• TASK STATEMENT: Because only the count matters, report how many lines in the material hold the string "instance" and nothing more.

• TASK INPUTS:
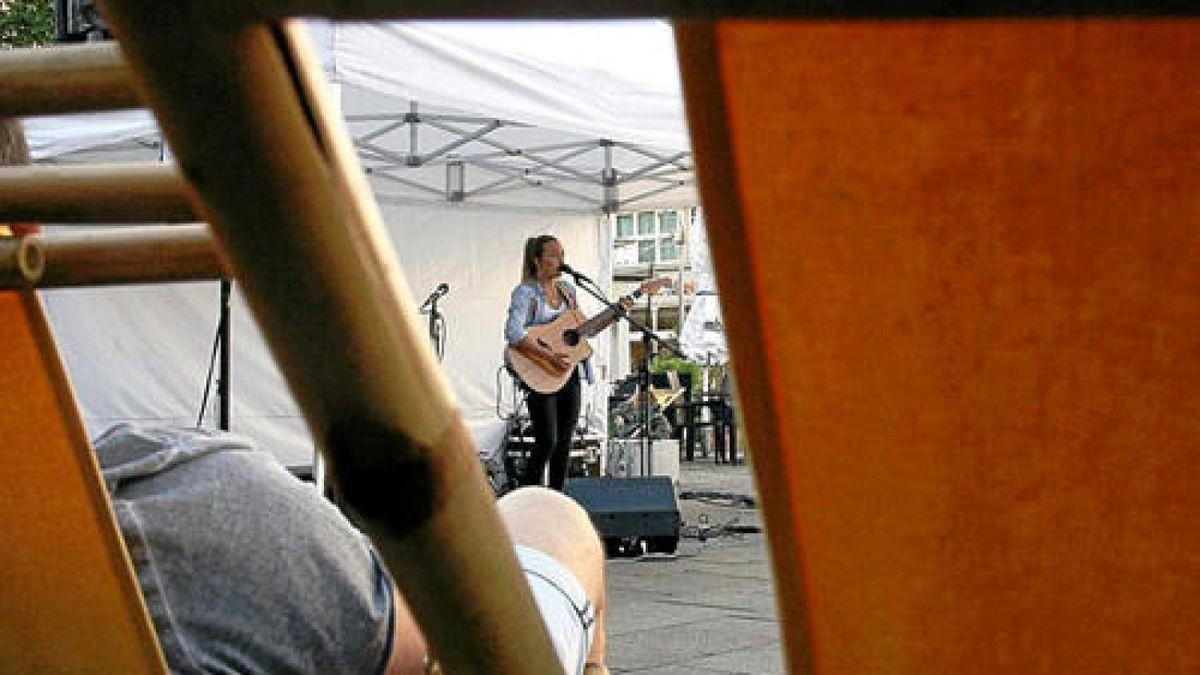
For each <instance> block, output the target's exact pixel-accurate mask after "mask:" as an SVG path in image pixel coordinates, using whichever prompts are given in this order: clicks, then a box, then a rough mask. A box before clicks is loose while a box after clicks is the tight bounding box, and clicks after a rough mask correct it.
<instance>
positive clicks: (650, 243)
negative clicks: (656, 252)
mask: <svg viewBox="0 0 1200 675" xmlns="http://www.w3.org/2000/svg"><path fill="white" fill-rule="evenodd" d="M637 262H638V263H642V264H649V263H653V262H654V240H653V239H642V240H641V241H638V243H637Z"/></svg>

--

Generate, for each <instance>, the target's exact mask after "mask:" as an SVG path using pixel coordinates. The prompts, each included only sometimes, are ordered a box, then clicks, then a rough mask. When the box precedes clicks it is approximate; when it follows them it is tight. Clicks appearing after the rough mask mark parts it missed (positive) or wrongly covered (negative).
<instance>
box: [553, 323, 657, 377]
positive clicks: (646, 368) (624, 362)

• EXPECTED ANSWER: 4